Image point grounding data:
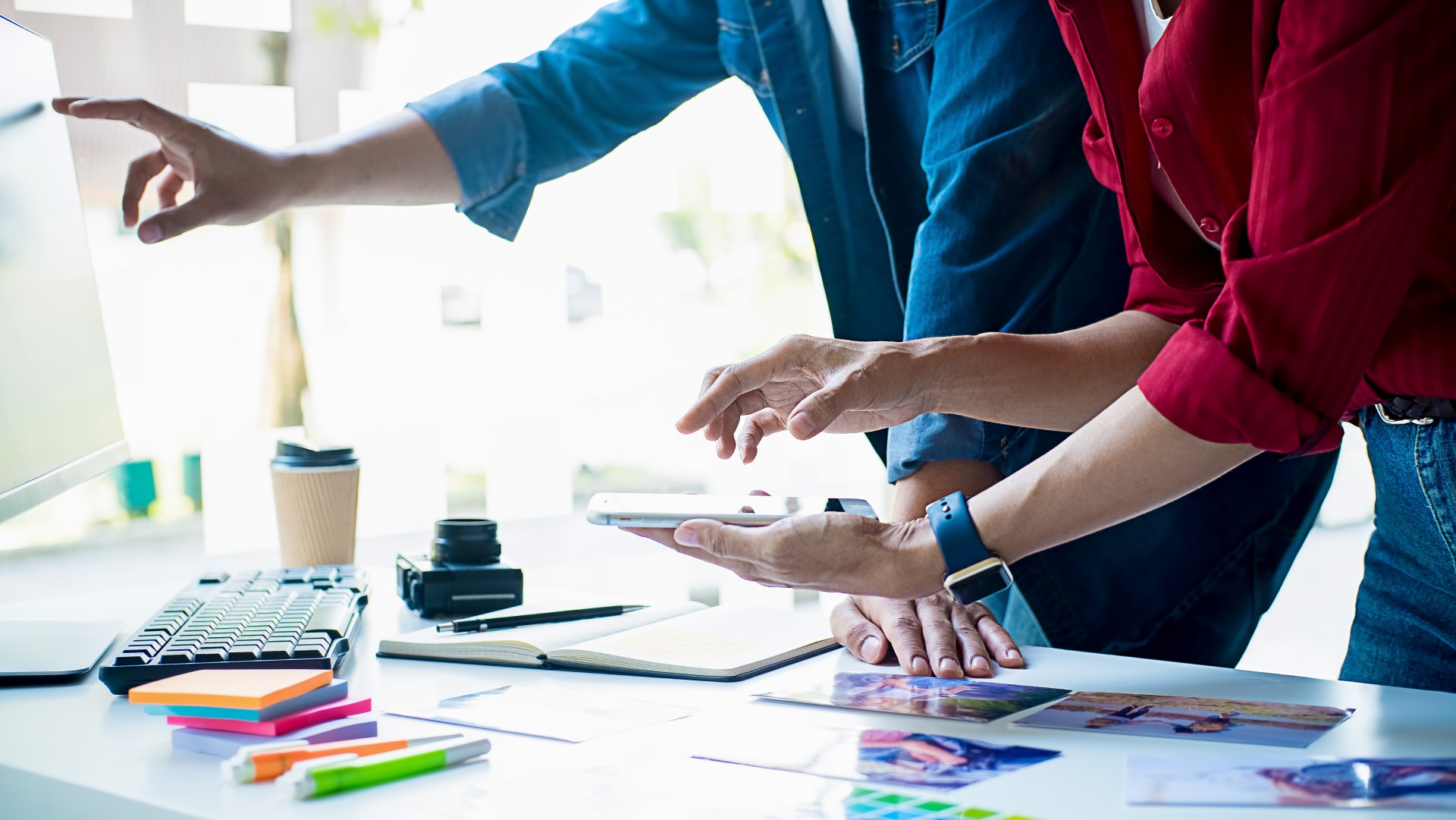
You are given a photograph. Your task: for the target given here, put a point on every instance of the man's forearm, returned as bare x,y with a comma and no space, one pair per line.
1047,382
1123,463
938,479
394,162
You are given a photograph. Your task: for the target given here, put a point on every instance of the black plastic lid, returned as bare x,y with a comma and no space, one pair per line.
309,455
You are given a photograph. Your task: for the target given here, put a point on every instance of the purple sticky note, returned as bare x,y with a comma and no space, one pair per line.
228,743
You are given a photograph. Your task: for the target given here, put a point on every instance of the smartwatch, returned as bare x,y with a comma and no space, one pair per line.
971,573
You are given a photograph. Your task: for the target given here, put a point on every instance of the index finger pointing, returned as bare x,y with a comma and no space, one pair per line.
733,383
140,112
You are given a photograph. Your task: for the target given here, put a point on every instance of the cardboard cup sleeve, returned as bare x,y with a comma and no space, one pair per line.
318,510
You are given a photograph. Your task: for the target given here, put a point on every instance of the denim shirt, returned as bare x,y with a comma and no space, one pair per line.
965,207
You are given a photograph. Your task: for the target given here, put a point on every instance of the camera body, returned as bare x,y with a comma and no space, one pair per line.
462,574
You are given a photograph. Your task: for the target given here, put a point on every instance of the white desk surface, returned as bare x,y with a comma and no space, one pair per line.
74,750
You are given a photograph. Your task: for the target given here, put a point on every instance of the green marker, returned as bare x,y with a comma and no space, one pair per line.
344,772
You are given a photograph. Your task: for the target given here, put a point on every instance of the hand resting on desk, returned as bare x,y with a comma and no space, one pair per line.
927,631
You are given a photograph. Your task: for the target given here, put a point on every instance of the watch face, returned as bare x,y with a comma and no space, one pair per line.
982,584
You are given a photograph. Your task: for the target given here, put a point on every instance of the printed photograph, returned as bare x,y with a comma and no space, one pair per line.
1362,783
1191,718
884,756
965,699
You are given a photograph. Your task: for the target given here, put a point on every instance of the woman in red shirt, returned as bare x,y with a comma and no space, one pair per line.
1286,174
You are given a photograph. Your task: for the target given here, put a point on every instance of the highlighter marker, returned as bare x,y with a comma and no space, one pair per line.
344,772
268,761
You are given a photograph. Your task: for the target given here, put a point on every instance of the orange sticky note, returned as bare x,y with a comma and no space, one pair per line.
232,688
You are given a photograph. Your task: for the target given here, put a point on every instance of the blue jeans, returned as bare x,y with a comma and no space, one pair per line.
1405,617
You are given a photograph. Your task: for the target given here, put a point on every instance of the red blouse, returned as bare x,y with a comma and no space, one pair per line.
1315,140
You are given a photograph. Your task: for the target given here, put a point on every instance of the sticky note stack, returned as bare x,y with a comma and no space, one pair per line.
218,711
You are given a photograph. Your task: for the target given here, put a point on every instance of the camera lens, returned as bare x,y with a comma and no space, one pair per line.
465,541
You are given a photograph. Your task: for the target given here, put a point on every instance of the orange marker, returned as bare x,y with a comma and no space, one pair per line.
267,761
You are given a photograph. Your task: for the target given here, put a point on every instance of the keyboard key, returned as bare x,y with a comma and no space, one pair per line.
277,650
331,620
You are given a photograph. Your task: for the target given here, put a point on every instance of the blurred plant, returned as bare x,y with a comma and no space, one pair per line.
712,235
286,376
338,19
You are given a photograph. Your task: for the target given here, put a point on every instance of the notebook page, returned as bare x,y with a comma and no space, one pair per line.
538,638
718,638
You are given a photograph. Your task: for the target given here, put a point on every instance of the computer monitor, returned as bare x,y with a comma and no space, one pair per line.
58,419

WHAT IS EXPECTED:
The entries above need an exact copy without their pictures.

TASK OUTPUT:
You are given a photograph. Your task: for the target given here, put a point on every instance of the man's forearm, returned as bare x,y with a comma and no space, one pair per line.
1047,382
1123,463
938,479
394,162
You are given a photograph. Your task: for the target given here, put a point on every instance of the black plastic lid, returned as bare x,y with a comma and no space, one pair per line.
309,455
You are given a photograph. Your task: for the target given here, put a point on every instance of the purple sticky note, returned as bare x,y with a comma and no space, one pair per line.
228,743
You are given a photograph. Your task: for the target given here, put a point on every instance of the smartwatch, returned as bare x,y with a comma and no space, one pair per line.
971,573
You are given a photograph. Your task: for the target given here, put a point on every instance of the index finger pointing, returned as bare x,y with a comma and no space, one pair per line.
733,383
140,112
You are given a photograph. Your task: for the target given here, put a point on every instance of the cardboard cup sleeve, returned as bare x,y with a comma and no space, one pair per line.
318,510
You are given a photograph. Your task: for the target given here, put a point on every instance of the denim shirt, returned as bare x,y with a comma and no space, one pair per line.
965,207
You are given a photograph. Your task: for the target given here, put a point on every instance of the camera body, returned as bare x,y with a comma and no space, one pair per line.
462,574
You are given a photograph. Your task: for the target given here, put a point on every instance of the white desk surface, returned as bare x,y with a comma and no space, one pair per line.
74,750
You are given a photograph. Your task: for the target given here, put a point on every instance of the green marker, returned as bare x,y with a comma and no space, one pair per line.
344,772
You are given a photograph. Your task: for the target given here, put a point on every instance of the hand resting on desk, returned as bare x,y with a comma and no space, one pair per line.
927,631
You are given a photograph. Your task: for the target given here, put a point on every instance of the watch face, returned as bare x,y with a comma and no space, one pair per line.
982,584
You are given a photograph. Your task: for the target given here, put a point on every instance of the printed photograph, returned as bare x,y with a comma and no space, one pair per line.
1362,783
1191,718
884,756
965,699
You are given a photograph. Your task: for the target given here, put a point on every instance of the woman in red shirt, returned as bare x,y with a comma and no space, one pair per line.
1286,174
You are given a photograph. Your task: for the target given here, put a point on every instance of the highlighter marker, returned as bare x,y with a comma and no space, one pair per line.
344,772
268,761
You are given a photograph. Your task: for the target given here, put a point on every instance of the orange sticky note, returned as bare x,y with a comma and no space, one pair per line.
232,688
You are given a photograph. Your task: for the target given here, put a point on every instance of the blue jeans, returned as bare x,y with a comma and no space, one pair per line.
1405,617
You are given a photograph. Your task: for the target given here, put a point on every instance of the red blouse, returned as bare x,y with a comma and no space, one pair per line.
1315,140
You are given a photograph. Your task: for the target given here, put a point on every instance of the sticky note stack, returned as bare x,y with a comma and no space, one pair per line.
218,711
You are given a photograph. Your task: for the target given here, put a point on every instance of the camera lens, returned as bare x,y with a comma and no space, one pair per line.
465,541
You are given a photograph. Your task: for the target given here, put a point on every instance of the orange marker, returned as bare x,y with a comma and no space, one pair per line.
267,761
You are given a photograph. Your task: for the target given here, put a point on every instance of the keyboard key, returned as bare x,y with a comma and no space, one pair per line.
277,650
331,620
You are given a photograph. Your task: for the target given here, put a point on every instance of the blurred plant, returned as bare x,y with a comma and no space, one pair per line.
712,235
286,376
338,19
You are given a photograph. Your task: for the target given here, put a point on every instance of the notebook page, returned as bare x,y with a comma and no space, one pair per line.
538,638
718,638
You are given a photograph. Your task: for the target given here, put a point on every instance of the computer monitor, returned as bare x,y with a comma and no space, one pair per line.
58,419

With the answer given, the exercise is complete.